Supplied records
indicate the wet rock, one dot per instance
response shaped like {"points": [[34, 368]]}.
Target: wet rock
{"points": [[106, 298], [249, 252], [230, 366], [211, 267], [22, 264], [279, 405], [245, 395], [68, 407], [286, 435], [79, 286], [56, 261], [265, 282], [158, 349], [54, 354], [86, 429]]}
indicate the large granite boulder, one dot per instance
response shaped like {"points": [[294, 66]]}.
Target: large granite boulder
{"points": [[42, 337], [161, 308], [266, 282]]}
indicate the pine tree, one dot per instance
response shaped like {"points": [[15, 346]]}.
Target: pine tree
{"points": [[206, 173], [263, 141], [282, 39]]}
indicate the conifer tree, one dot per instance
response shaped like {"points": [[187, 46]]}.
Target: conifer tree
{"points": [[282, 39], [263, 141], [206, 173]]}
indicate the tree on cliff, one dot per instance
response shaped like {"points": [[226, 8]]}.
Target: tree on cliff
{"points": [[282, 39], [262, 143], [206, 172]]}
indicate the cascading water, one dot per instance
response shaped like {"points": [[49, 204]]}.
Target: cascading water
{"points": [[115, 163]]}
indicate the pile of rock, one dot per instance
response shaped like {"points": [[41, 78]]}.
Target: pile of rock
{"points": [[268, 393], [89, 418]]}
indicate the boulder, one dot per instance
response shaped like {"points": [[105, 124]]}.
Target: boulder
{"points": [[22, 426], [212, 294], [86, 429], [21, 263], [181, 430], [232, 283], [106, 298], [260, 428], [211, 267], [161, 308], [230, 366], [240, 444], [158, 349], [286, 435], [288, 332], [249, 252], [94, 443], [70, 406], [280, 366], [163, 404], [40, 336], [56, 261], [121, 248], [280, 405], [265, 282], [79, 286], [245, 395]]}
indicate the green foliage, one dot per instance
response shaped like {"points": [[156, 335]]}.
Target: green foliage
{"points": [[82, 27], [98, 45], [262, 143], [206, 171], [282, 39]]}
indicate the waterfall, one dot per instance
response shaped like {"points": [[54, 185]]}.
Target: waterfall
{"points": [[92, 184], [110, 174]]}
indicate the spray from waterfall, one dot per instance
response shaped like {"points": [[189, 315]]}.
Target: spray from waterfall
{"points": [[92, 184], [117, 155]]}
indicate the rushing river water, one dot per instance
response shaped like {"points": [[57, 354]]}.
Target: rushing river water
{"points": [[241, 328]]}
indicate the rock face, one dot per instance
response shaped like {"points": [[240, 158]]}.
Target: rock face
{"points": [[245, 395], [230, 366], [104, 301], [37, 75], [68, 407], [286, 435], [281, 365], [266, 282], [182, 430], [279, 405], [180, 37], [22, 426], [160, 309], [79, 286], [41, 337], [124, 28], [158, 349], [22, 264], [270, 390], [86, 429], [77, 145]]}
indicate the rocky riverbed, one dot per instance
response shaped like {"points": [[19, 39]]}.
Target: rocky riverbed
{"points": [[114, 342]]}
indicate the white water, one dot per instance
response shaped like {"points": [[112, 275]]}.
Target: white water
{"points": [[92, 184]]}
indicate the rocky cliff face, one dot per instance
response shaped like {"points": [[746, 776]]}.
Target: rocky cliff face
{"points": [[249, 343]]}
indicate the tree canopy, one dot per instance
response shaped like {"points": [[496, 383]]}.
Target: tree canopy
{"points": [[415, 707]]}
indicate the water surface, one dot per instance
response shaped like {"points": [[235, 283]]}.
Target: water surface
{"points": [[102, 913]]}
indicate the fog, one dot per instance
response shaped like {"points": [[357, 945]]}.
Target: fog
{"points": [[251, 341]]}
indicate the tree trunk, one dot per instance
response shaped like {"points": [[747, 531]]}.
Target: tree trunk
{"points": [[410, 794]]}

Written problem
Copy every line of the material above, character for character, with nothing changed or left out.

Answer below
indicate the wet rock, one dot per instance
response shaped like {"points": [[34, 368]]}.
Target: wet rock
{"points": [[106, 298], [249, 252], [230, 366], [211, 267], [22, 264], [279, 405], [245, 395], [68, 407], [286, 435], [79, 286], [56, 261], [265, 282], [158, 349], [54, 354], [86, 429]]}
indicate the large granite boulder, one dot per instance
response shaped like {"points": [[294, 66]]}.
Target: large granite boulder
{"points": [[42, 337], [161, 308], [266, 282]]}
indicate the pine tree, one dot per instance
response shaped like {"points": [[15, 346]]}.
Target: pine tree
{"points": [[206, 173], [263, 141], [282, 39]]}
indicate the conifer tree, one dot per instance
response shaped like {"points": [[187, 46]]}.
Target: conifer tree
{"points": [[282, 39], [263, 141], [206, 173]]}
indicate the tree on cliff, one dot per instance
response shaped like {"points": [[226, 8]]}.
Target: tree on cliff
{"points": [[282, 39], [262, 143], [206, 172]]}
indicate the cascading water, one dot per instance
response shaped like {"points": [[49, 204]]}.
Target: cascading water
{"points": [[115, 163]]}
indicate the pile of rock, one dot per instance
response shaped like {"points": [[41, 78]]}.
Target: pile of rock
{"points": [[268, 393], [89, 418]]}
indicate the boulder, one dot per instance
response shaped like {"points": [[105, 124]]}.
Target: boulder
{"points": [[22, 426], [212, 294], [86, 429], [21, 263], [181, 430], [232, 283], [106, 298], [260, 428], [211, 267], [161, 308], [230, 366], [240, 444], [158, 349], [286, 435], [288, 332], [249, 252], [94, 443], [70, 406], [280, 366], [163, 404], [40, 336], [56, 261], [121, 248], [280, 405], [265, 282], [79, 286], [245, 395]]}
indicate the green foliage, one dot per instance
response shaped like {"points": [[156, 335]]}.
Target: green foliage
{"points": [[82, 27], [98, 45], [262, 143], [206, 171], [282, 39]]}
indicate the waterfall, one dot per instance
response shaped like {"points": [[54, 185]]}.
Target: waterfall
{"points": [[92, 184], [110, 174]]}
indicate the spray from waterfall, one dot per instance
response shaped like {"points": [[189, 315]]}.
Target: spray from waterfall
{"points": [[92, 184], [117, 155]]}
indicate the rushing river water, one dot per instance
response shaped like {"points": [[57, 354]]}.
Target: rushing river water
{"points": [[241, 328]]}
indicate the rock face, one dot per instance
response shaped like {"points": [[240, 158]]}.
Target: rock face
{"points": [[245, 395], [230, 366], [104, 301], [37, 75], [68, 407], [286, 435], [281, 365], [266, 282], [182, 430], [279, 405], [180, 37], [22, 426], [160, 309], [79, 286], [41, 337], [124, 28], [158, 349], [22, 264], [270, 390], [86, 429], [77, 145]]}
indicate the rocky riverbed, one dot per instance
response shaped like {"points": [[19, 39]]}.
Target: rocky riverbed
{"points": [[114, 342]]}
indicate the white water, one dot per instance
response shaped like {"points": [[112, 275]]}.
Target: white water
{"points": [[92, 184]]}
indicate the rocky cliff face, one dot per instance
response shaped like {"points": [[746, 776]]}.
Target: rocky cliff face
{"points": [[249, 343]]}
indicate the tree canopy, one dot per instance
response shaped like {"points": [[496, 383]]}.
Target: tree canopy
{"points": [[415, 707]]}
indicate the water surface, one dot per instance
response shaped like {"points": [[235, 283]]}.
Target: water surface
{"points": [[102, 913]]}
indicate the fog, one dot per instance
response shaped like {"points": [[357, 945]]}.
Target: fog
{"points": [[251, 341]]}
indicate the tree trunk, one dot per instance
response shaped like {"points": [[747, 531]]}.
Target: tree trunk
{"points": [[410, 794]]}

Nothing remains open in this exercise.